→ **To be done**
Rewrite the data below as a numbered list, dropping any blank lines.

→ **Records for processing**
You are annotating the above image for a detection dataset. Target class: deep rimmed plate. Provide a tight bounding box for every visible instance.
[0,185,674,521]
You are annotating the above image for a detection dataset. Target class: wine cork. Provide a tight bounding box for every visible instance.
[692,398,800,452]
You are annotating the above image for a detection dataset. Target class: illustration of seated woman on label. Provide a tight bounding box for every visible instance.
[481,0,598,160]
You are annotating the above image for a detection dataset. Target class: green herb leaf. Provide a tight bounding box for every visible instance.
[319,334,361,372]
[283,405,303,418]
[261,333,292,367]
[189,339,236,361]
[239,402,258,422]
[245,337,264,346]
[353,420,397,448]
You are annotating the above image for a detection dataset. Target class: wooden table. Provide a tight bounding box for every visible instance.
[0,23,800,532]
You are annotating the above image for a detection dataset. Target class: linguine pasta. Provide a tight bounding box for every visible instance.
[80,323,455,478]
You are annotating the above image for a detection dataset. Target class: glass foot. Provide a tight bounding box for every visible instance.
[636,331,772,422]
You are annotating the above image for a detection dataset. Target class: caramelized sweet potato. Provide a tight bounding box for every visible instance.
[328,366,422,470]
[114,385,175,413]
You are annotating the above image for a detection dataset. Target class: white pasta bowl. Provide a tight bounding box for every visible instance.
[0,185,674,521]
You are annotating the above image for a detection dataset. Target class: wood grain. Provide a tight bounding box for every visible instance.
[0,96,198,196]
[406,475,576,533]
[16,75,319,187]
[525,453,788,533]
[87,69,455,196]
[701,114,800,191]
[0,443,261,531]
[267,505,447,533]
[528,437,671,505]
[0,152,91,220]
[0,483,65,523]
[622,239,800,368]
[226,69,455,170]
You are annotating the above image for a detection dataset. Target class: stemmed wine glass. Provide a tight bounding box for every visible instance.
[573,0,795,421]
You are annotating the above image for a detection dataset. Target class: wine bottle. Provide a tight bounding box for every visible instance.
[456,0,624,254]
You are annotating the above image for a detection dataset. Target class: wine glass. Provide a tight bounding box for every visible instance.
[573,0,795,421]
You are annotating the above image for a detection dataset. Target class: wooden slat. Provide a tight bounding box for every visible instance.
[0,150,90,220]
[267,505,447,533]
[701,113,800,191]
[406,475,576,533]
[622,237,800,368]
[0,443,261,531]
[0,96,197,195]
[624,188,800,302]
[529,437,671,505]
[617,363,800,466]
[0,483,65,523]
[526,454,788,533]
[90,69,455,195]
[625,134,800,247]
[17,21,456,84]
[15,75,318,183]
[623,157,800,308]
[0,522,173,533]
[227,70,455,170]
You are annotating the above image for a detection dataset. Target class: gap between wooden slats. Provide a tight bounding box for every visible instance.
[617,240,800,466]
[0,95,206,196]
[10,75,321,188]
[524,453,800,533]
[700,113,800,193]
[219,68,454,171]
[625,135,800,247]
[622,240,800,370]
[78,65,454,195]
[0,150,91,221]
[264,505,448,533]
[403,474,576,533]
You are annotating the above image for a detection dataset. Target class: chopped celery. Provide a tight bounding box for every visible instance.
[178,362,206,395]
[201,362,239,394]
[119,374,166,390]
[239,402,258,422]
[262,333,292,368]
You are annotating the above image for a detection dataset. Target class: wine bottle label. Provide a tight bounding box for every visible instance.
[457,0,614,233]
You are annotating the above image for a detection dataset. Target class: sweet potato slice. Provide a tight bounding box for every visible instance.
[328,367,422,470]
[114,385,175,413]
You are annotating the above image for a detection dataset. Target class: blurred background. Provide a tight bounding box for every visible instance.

→ **Answer to this problem**
1. You are annotating the above image for a detection dataset. Target class: deep rimmed plate. Provide a tight bounding box for every visible instance.
2. [0,185,674,521]
3. You are annotating the above image for a detection dataset. Target class: wine cork. Provide a tight bounding box for every visible instance.
4. [692,398,800,452]
5. You are annotating the above image for a detection dataset. Target class: illustration of seated woman on label. Provide a tight bounding box for every visible instance.
6. [481,0,598,160]
7. You are annotating the above image for a detection dataset. Target class: green herb leaf. Provide a tight bounding box for every visible instance.
8. [319,334,361,372]
9. [283,405,303,418]
10. [261,333,292,367]
11. [189,339,236,361]
12. [239,402,258,422]
13. [245,337,264,346]
14. [353,420,397,448]
15. You are annotating the above image for a detection dataset. Target class: wooden table. Provide a tight bounding box for every visible instance.
16. [0,23,800,532]
17. You are annotating the above image for a detection dataset. Target class: linguine pasta. Provide a tight bounding box for every visible instance.
18. [80,323,455,478]
19. You are annotating the above image for a detection dataset. Target class: glass foot. Provide a tight bounding box for every visible instance.
20. [636,331,772,422]
21. You are annotating the above image for a detection dataset. Target class: caramelized sweet potato. Provide a tight bounding box for every visible instance.
22. [328,366,422,470]
23. [114,385,175,413]
24. You are annotating the above image for a detection dataset. Target class: white pasta bowl. Provide a tight bounding box for every visible instance.
25. [0,185,674,521]
26. You are annotating the above image for a detection dataset. Target class: wood grain. Provide a tight bounding box for every visible instance.
27. [0,96,198,196]
28. [406,475,576,533]
29. [16,75,319,187]
30. [525,453,788,533]
31. [87,69,455,196]
32. [701,114,800,191]
33. [0,443,261,531]
34. [267,505,447,533]
35. [528,437,671,505]
36. [0,152,91,220]
37. [0,483,65,523]
38. [622,239,800,368]
39. [226,69,455,170]
40. You are annotating the above image for a detection dataset. Target class: stemmed wine glass. Provide a tight bounding box for every visible instance.
41. [573,0,795,421]
42. You are annotating the above image for a detection dataset. Target class: wine bottle. Provide a tight bounding box for every visible instance.
43. [456,0,624,254]
44. You are annotating the above image for a detection dataset. Target class: wine glass. Provide a tight bounding box for every visible instance.
45. [573,0,795,421]
46. You are annotating the above image for a detection dataset. Target class: wooden slat. Provide a tight bounding box for every visible instance.
47. [0,150,90,220]
48. [267,505,447,533]
49. [701,113,800,191]
50. [406,475,576,533]
51. [622,237,800,368]
52. [0,443,261,531]
53. [0,96,197,195]
54. [624,188,800,302]
55. [529,437,671,505]
56. [617,363,800,466]
57. [0,483,65,523]
58. [526,454,788,533]
59. [90,69,455,195]
60. [625,134,800,247]
61. [17,21,456,84]
62. [15,75,318,183]
63. [623,157,800,308]
64. [0,522,173,533]
65. [227,70,455,170]
66. You are annotating the above image for a detection dataset. Target class: gap between wooden slats. Provide a tight bounding box for every visible instance.
67. [617,240,800,466]
68. [0,95,206,196]
69. [10,75,321,188]
70. [524,453,800,533]
71. [700,113,800,193]
72. [219,68,454,171]
73. [625,135,800,247]
74. [622,240,800,370]
75. [78,65,454,195]
76. [0,150,91,221]
77. [264,505,448,533]
78. [403,474,576,533]
79. You are annotating the above image for a detection dataset. Target class: chopped celery. Provide a tight bounding box for every visible instance.
80. [178,362,206,395]
81. [201,362,239,394]
82. [119,374,166,390]
83. [239,402,258,422]
84. [262,333,292,368]
85. You are annotating the above image for a detection dataset. Target class: wine bottle label. Provide a tight bounding box for every visible instance.
86. [457,0,614,233]
87. You are annotating the above image for a detection dataset. Target class: sweet potato slice. Provide a tight bounding box for every visible instance.
88. [328,367,422,470]
89. [114,385,175,413]
90. You are annotating the above image for a detection dataset. Target class: blurred background. Provide a tight bounding box for every visible instance.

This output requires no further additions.